___ Text under study

POSSIBILITIES IN SIGHT PROVIDED THE HOUSEWIFE IS PROGRESSIVE.
“We are far from the noon of man:
There is time for the race to grow.” - TENNYSON.
“There appears no limit to the invasion
of life by the machine.” -
H.G. WELLS.
The house as a centre of manufacturing
industry has passed (for even if village industries
do spring up, the work-rooms will be separate from
the living-rooms); the house as a sign of pecuniary
standing is passing: what next? Why, of
course, the house as the promoter of “the effective
life.” Rebel as the artistic individual
may at this word, it expresses the spirit of the twentieth
century as nothing else can. Social advance must
be made along the line of efficiency, even if it lead
to something different and not at first sight better.
The appeal to self-interest is soonest answered.
The man or woman with any ambition will keep clean,
will buy better milk for the baby, will pay more for
rent if he or she is convinced that it will bring
in or save money in the end, because money has been
the measure of success in the nineteenth century.
But as the full significance of this “machine-made”
age is grasped it will be seen that it has set free
the human laborer, if only he will qualify himself
to use the power at his hand. The house will
become the first lesson in the use of mechanical appliances,
in control of the harnessed forces of nature, and of
that spirit of cooperation which alone can bring the
benefits of modern science to the doors of all.
One family cannot as a rule put up in a city or in
the suburbs and half the world lives in
cities its own idea of a house without
undue expenditure; but ten families may combine and
secure a building which fairly suits them all.
I say fairly, because all cooperation means some sacrifice
of whim or special liking. The well-balanced
individual will, however, choose the plan yielding
on the whole the greater efficiency, thus following
a law of natural selection which, so far, the human
race has ignored a neglect which has been
carrying him toward destruction as surely as there
is law in nature. Is this neglect to go on, or
is man to turn before it is too late to a cultivation
of the effective life? In everything else he has
advanced, but in his intimate personal relations with
nature and natural force he has acted as if he believed
himself not only lord of the beasts of the field,
but of the very laws of nature without understanding
them. Mechanical progress has come from an humble
attitude toward the powers of wind and water.

______

Exercise set -
**a.** Retype the part of the passage on the house and the effective life from "age is grasped" up to and including "suits them all.".
**b.** In the passage on the house and the effective life, what has been the measure of success in the nineteenth century?
**c.** Sum up the passage on the house and the effective life in two sentences.

___ Dataset excerpts

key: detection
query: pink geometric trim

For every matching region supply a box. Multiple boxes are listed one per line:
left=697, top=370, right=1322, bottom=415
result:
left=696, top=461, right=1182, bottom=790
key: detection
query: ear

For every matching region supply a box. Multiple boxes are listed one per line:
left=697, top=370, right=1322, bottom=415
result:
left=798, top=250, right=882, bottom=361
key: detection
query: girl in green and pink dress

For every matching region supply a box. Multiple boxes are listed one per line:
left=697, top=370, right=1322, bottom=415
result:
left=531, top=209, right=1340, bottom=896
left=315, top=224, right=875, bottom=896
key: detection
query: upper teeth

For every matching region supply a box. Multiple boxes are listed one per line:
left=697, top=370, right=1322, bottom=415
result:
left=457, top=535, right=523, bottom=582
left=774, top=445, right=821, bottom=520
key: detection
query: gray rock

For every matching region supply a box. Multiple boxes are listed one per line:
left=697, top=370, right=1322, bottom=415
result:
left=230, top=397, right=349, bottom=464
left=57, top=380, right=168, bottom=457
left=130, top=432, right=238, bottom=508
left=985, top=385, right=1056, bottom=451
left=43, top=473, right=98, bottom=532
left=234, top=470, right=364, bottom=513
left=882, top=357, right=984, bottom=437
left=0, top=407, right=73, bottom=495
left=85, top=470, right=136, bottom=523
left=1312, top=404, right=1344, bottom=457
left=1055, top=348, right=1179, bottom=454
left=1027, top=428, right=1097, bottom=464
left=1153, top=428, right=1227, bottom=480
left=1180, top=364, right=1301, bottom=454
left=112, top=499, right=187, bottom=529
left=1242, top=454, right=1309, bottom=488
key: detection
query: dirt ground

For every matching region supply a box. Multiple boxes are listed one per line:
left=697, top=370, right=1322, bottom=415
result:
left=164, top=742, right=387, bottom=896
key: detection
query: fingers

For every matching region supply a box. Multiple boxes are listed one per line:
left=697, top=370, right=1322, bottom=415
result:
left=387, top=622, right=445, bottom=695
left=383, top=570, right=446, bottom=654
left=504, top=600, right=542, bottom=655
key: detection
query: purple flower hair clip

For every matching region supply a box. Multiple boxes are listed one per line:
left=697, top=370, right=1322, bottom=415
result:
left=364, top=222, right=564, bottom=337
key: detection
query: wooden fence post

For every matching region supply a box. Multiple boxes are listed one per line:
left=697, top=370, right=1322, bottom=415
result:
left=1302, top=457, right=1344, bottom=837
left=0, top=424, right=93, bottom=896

______

Task results -
**a.**
age is grasped it will be seen that it has set free
the human laborer, if only he will qualify himself
to use the power at his hand. The house will
become the first lesson in the use of mechanical appliances,
in control of the harnessed forces of nature, and of
that spirit of cooperation which alone can bring the
benefits of modern science to the doors of all.
One family cannot as a rule put up in a city or in
the suburbs and half the world lives in
cities its own idea of a house without
undue expenditure; but ten families may combine and
secure a building which fairly suits them all.

**b.** Money.

**c.** The house is no longer a center of manufacturing and is passing as a sign of wealth, so it will next promote "the effective life" by teaching the use of machines, the forces of nature, and cooperation. Because one family seldom can build its own idea of a house in a city or suburb without undue expense, ten families can combine for a building that fairly suits them all, and the well-balanced person will choose the more efficient plan despite giving up some whim or special liking.